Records
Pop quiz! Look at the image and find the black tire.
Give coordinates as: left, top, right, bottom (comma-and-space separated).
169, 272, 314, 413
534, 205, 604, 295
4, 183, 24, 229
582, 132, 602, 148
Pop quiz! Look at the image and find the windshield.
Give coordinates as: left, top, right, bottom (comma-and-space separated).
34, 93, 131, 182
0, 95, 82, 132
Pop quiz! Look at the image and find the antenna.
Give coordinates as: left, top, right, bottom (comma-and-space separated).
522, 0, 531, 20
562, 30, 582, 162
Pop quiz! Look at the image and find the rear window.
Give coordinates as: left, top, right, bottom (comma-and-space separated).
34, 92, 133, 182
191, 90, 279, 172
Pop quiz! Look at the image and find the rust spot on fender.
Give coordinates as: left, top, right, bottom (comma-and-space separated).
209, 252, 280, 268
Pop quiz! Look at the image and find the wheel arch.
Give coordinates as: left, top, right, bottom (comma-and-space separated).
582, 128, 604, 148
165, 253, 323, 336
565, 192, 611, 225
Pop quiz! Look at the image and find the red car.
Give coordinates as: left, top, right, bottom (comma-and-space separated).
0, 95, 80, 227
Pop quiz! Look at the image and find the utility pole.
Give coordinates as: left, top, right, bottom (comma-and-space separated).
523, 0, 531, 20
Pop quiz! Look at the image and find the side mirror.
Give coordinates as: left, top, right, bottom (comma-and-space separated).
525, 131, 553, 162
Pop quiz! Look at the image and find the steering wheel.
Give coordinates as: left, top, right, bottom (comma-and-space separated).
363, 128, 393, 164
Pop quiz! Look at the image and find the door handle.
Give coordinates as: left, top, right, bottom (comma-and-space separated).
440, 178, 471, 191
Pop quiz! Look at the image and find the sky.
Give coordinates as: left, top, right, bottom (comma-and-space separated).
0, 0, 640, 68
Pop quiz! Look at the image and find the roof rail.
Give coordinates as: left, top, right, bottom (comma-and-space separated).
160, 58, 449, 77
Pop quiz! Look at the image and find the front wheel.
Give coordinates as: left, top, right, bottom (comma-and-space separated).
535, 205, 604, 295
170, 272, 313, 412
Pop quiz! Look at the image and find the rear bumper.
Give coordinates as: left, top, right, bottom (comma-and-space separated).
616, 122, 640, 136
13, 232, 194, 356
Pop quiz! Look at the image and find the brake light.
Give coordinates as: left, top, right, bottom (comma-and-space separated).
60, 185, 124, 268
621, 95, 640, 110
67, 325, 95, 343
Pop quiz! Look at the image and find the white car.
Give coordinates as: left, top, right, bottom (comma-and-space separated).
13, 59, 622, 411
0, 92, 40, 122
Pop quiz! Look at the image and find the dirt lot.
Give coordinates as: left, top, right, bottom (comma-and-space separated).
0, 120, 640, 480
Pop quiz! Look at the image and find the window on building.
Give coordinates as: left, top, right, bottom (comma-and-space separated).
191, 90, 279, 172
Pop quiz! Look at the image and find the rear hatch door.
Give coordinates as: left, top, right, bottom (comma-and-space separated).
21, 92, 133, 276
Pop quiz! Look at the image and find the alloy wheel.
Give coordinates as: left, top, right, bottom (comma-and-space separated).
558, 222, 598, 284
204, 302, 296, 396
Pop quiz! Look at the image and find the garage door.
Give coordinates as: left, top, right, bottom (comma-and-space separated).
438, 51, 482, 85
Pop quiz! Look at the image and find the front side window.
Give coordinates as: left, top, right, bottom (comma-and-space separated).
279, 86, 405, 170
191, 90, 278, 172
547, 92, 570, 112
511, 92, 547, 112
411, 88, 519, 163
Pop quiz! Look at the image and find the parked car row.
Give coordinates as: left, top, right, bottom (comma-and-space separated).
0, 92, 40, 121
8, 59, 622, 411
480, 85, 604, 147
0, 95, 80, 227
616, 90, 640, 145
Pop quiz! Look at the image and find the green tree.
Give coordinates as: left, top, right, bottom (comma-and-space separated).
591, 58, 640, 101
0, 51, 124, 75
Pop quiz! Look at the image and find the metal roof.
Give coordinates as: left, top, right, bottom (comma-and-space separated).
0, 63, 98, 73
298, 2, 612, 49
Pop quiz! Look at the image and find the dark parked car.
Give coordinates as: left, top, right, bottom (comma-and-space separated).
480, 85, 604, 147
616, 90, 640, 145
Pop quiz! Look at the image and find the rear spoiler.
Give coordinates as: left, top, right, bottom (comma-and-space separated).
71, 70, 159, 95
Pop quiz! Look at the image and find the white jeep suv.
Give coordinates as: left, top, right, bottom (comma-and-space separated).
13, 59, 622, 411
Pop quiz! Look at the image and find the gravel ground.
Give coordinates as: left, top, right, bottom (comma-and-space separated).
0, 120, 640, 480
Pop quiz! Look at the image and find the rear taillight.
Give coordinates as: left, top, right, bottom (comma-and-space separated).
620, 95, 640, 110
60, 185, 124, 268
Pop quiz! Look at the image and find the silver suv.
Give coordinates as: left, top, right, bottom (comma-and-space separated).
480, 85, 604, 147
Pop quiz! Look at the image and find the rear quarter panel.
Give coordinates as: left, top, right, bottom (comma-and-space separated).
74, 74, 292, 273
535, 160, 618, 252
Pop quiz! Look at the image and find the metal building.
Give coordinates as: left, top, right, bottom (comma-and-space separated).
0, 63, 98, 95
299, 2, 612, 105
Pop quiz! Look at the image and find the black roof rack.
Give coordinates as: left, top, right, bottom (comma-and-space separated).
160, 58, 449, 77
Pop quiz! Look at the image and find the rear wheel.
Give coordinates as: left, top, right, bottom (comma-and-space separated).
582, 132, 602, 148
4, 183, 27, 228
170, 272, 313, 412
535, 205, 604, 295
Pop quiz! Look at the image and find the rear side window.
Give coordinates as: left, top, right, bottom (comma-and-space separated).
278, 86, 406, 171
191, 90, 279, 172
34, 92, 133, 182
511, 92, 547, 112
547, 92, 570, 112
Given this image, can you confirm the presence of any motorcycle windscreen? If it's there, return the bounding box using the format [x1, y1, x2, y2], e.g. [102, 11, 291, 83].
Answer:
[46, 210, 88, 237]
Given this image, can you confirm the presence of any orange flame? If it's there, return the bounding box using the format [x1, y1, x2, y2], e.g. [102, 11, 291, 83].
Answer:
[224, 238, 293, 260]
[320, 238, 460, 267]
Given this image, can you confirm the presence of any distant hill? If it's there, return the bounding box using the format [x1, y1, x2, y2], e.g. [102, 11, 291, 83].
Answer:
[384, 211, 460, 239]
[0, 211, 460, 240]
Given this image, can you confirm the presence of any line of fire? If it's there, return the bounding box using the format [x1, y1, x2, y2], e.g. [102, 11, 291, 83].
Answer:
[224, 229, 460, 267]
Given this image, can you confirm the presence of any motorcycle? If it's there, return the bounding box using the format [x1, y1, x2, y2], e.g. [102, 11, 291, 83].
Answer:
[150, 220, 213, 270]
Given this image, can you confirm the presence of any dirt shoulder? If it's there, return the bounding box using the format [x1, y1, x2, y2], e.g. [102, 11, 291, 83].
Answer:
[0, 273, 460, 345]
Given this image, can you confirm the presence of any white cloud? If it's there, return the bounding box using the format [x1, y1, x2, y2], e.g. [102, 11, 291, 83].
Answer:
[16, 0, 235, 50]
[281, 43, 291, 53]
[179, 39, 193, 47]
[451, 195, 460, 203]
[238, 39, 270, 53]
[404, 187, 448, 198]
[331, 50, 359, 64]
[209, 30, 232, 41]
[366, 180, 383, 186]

* [What you need to do] Write out all of the data above line for line, with no changes to any line.

* [Exercise answer]
Pop quiz! Look at the image and find the black tire.
Give coordinates as: left, top, right, bottom (comma-and-space separated).
169, 272, 314, 413
534, 205, 604, 295
4, 183, 24, 229
582, 132, 602, 148
Pop quiz! Look at the image and find the windshield.
Give coordinates as: left, top, right, bottom (comma-and-space separated).
34, 93, 131, 182
0, 95, 82, 132
Pop quiz! Look at the image and find the antenna.
Give coordinates as: left, top, right, bottom (comma-and-space separated).
522, 0, 531, 20
562, 30, 582, 162
Pop quiz! Look at the image and find the rear window.
Give coordinates as: left, top, right, bottom (comma-and-space separated).
34, 92, 133, 182
191, 90, 279, 172
Pop quiz! Look at the image and find the rust spot on fender.
Give coordinates as: left, top, right, bottom (comma-and-space separated).
209, 252, 280, 268
Pop quiz! Look at the image and find the wheel arch.
Give coordinates as: left, top, right, bottom (comma-and-space separated).
582, 128, 604, 148
165, 253, 323, 336
565, 192, 611, 225
Pop quiz! Look at the image and find the red car.
Give coordinates as: left, top, right, bottom (comma-and-space separated).
0, 95, 80, 227
Pop quiz! Look at the image and find the utility pole.
Give coordinates as: left, top, right, bottom (comma-and-space separated).
523, 0, 531, 20
Pop quiz! Look at the image and find the side mirror.
Give coordinates as: left, top, right, bottom (comma-and-space separated).
525, 131, 553, 162
Pop quiz! Look at the image and find the steering wheel.
Give coordinates as: left, top, right, bottom (comma-and-space separated).
363, 128, 393, 164
Pop quiz! Look at the image and find the door handle.
Give coordinates as: left, top, right, bottom (comma-and-space separated).
440, 178, 471, 191
Pop quiz! Look at the image and find the sky.
Give coordinates as: left, top, right, bottom (comma-and-space separated).
0, 0, 640, 68
Pop quiz! Look at the image and find the roof rail.
Give coordinates as: left, top, right, bottom (comma-and-space separated).
160, 58, 449, 77
Pop quiz! Look at the image and find the front wheel.
Give coordinates as: left, top, right, bottom (comma-and-space separated).
535, 205, 604, 295
170, 272, 313, 412
Pop quiz! Look at the image and find the rear bumper.
Give coordinates as: left, top, right, bottom (comma-and-space separated).
616, 122, 640, 136
13, 232, 194, 356
Pop quiz! Look at the image and find the brake light.
Give coordinates as: left, top, right, bottom (comma-and-space separated).
60, 185, 124, 268
621, 95, 640, 110
67, 325, 95, 343
Pop quiz! Look at the image and find the white car.
Give coordinates as: left, top, right, bottom (comma-and-space separated).
13, 59, 622, 411
0, 92, 40, 122
Pop quiz! Look at the image and find the dirt lot.
Give coordinates as: left, top, right, bottom (comma-and-space separated).
0, 120, 640, 480
Pop quiz! Look at the image and find the window on building.
Give coordinates as: left, top, right, bottom (comma-and-space separated).
191, 90, 279, 172
Pop quiz! Look at the image and find the rear hatch door.
Give coordinates as: left, top, right, bottom (comma-and-space separated).
21, 92, 133, 276
Pop quiz! Look at the image and find the alloy wheel.
Give coordinates as: left, top, right, bottom (comma-and-space separated).
558, 222, 598, 284
204, 302, 296, 396
Pop quiz! Look at the image and find the garage door.
Give coordinates as: left, top, right, bottom (comma-and-space separated).
438, 51, 482, 85
Pop quiz! Look at the image and find the front side window.
Give coordinates as: left, top, right, bottom (comma-and-space separated).
279, 86, 405, 170
191, 90, 278, 172
547, 92, 570, 112
511, 92, 547, 112
411, 88, 519, 163
Pop quiz! Look at the image and find the parked car row.
Give coordinates as: left, top, right, bottom (comma-and-space separated).
0, 92, 40, 121
8, 59, 622, 411
480, 85, 604, 147
0, 95, 80, 227
616, 90, 640, 145
Pop quiz! Look at the image and find the green tree.
Give coordinates as: left, top, right, bottom (comma-and-space separated).
591, 58, 640, 101
0, 51, 124, 75
Pop quiz! Look at the image and find the metal roof.
Give coordinates as: left, top, right, bottom (comma-and-space separated).
0, 63, 98, 73
298, 2, 612, 49
Pop quiz! Look at the image and find the dark parked car.
Give coordinates as: left, top, right, bottom (comma-and-space separated).
480, 85, 604, 147
616, 90, 640, 145
Pop quiz! Look at the image and find the rear spoiler.
Give coordinates as: left, top, right, bottom (comma-and-space separated).
71, 70, 159, 95
Pop quiz! Look at the image and find the white jeep suv.
Give coordinates as: left, top, right, bottom (comma-and-space separated).
13, 59, 622, 411
Pop quiz! Look at the image and find the gravel ground.
Give coordinates as: left, top, right, bottom (comma-and-space separated).
0, 120, 640, 480
Pop quiz! Look at the image and find the rear taillight.
Give coordinates as: left, top, right, bottom (comma-and-space separated).
620, 95, 640, 110
60, 185, 124, 268
Pop quiz! Look at the image and find the silver suv.
Give coordinates as: left, top, right, bottom (comma-and-space separated).
480, 85, 604, 147
Pop quiz! Look at the image and find the rear quarter panel.
Give coordinates as: left, top, right, bottom (comma-and-space separated).
74, 74, 292, 273
535, 160, 618, 252
Pop quiz! Look at the image and find the metal building.
Give coordinates as: left, top, right, bottom (comma-and-space separated).
0, 63, 98, 95
299, 2, 612, 105
Pop quiz! Look at the image and find the black roof rack.
Give coordinates as: left, top, right, bottom (comma-and-space separated).
160, 58, 449, 77
Pop quiz! Look at the image and find the rear wheel.
Give coordinates as: left, top, right, bottom (comma-and-space separated).
582, 132, 602, 148
4, 183, 27, 228
170, 272, 313, 412
535, 205, 604, 295
Pop quiz! Look at the image and find the rear side window.
Give coordinates as: left, top, right, bottom (comma-and-space separated).
278, 86, 406, 171
191, 90, 279, 172
34, 92, 133, 182
511, 92, 547, 112
547, 92, 570, 112
Given this image, can you confirm the presence of any motorcycle windscreen? If it's there, return the bounding box using the format [x1, y1, x2, y2], e.g. [102, 11, 291, 83].
Answer:
[46, 210, 88, 237]
Given this image, can you confirm the presence of any orange flame? If it's there, return the bounding box using the format [x1, y1, x2, y2], e.g. [102, 11, 291, 83].
Answer:
[224, 238, 293, 260]
[320, 238, 460, 267]
Given this image, can you confirm the presence of any distant hill? If it's there, return the bounding box using the format [x1, y1, x2, y2], e.g. [102, 11, 291, 83].
Answer:
[384, 211, 460, 239]
[0, 211, 460, 240]
Given this image, can you confirm the presence of any line of fire? If it's there, return the bounding box using the format [x1, y1, x2, y2], e.g. [102, 11, 291, 83].
Answer:
[224, 229, 460, 267]
Given this image, can you confirm the presence of any motorcycle? If it's there, return the bounding box using the format [x1, y1, x2, y2], e.g. [102, 11, 291, 83].
Answer:
[150, 220, 213, 270]
Given this image, can you confirm the presence of any dirt shoulder? If it's there, return the bounding box using the format [x1, y1, x2, y2], e.g. [102, 11, 291, 83].
Answer:
[0, 273, 460, 345]
Given this image, can you confirm the presence of any white cloud? If it's there, return the bounding box using the format [x1, y1, x2, y2], e.g. [102, 11, 291, 83].
Answer:
[16, 0, 235, 50]
[281, 43, 291, 53]
[179, 39, 193, 47]
[451, 195, 460, 203]
[238, 39, 270, 53]
[404, 187, 448, 198]
[331, 50, 359, 64]
[209, 30, 232, 41]
[366, 180, 383, 186]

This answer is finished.